Source data ::
☆ ☆ ☆ ☆

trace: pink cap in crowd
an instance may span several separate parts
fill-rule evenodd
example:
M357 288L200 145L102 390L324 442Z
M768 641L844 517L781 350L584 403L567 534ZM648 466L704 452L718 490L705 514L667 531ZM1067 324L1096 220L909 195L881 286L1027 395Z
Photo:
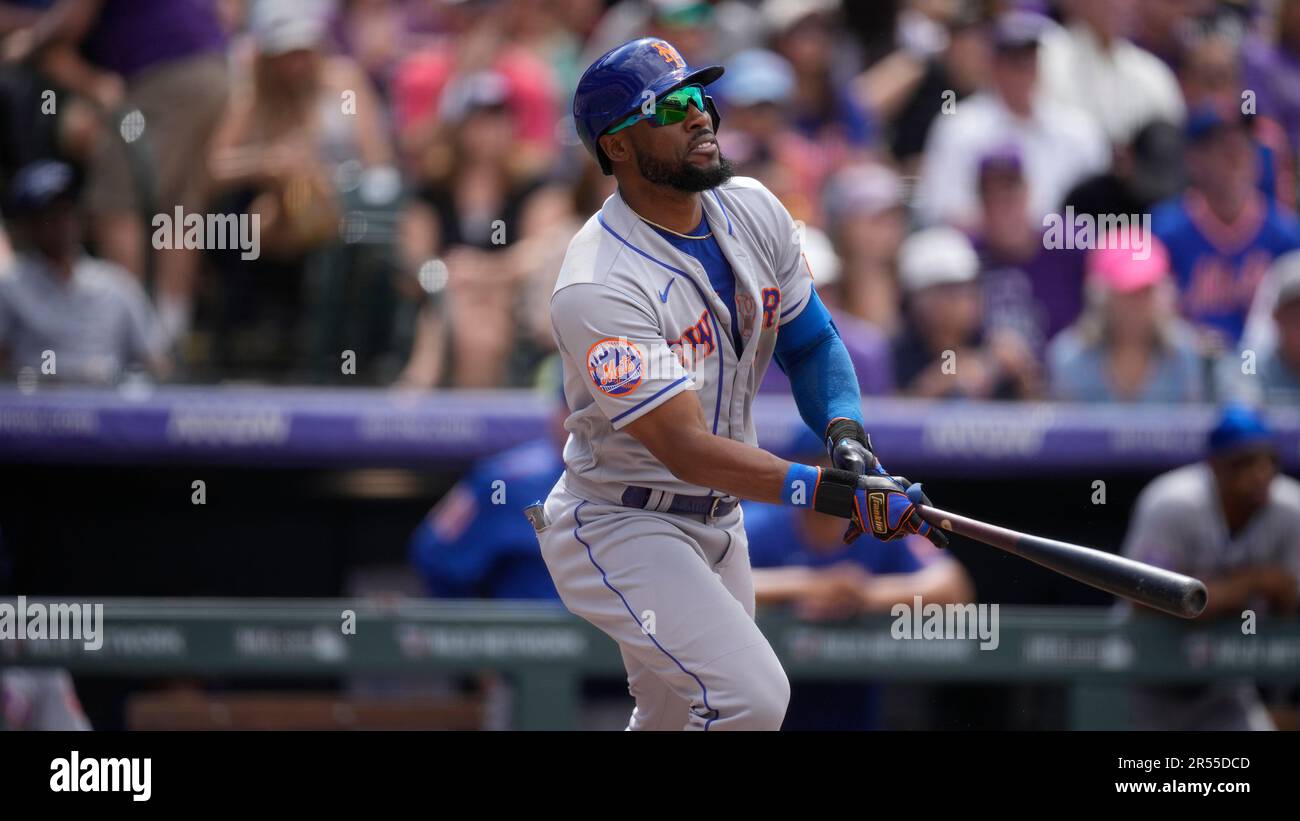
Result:
M1169 275L1169 252L1149 237L1149 254L1133 248L1099 248L1088 255L1088 278L1108 291L1128 293L1154 285ZM1145 259L1141 258L1145 257Z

☆ ☆ ☆ ☆

Required work ::
Restate word for word the lines from the one containing "fill-rule evenodd" through the end of the material above, both included, and nothing besides; drop the pictures.

Task result ::
fill-rule evenodd
example:
M357 288L200 145L102 390L324 442Z
M768 641L844 517L781 350L584 403L567 534ZM648 466L704 452L718 490L705 514L667 531ZM1067 324L1096 220L909 195L881 286L1027 395Z
Photo:
Result:
M1169 275L1169 252L1149 237L1149 254L1133 248L1099 248L1088 255L1088 278L1108 291L1128 293L1154 285ZM1145 259L1141 258L1145 257Z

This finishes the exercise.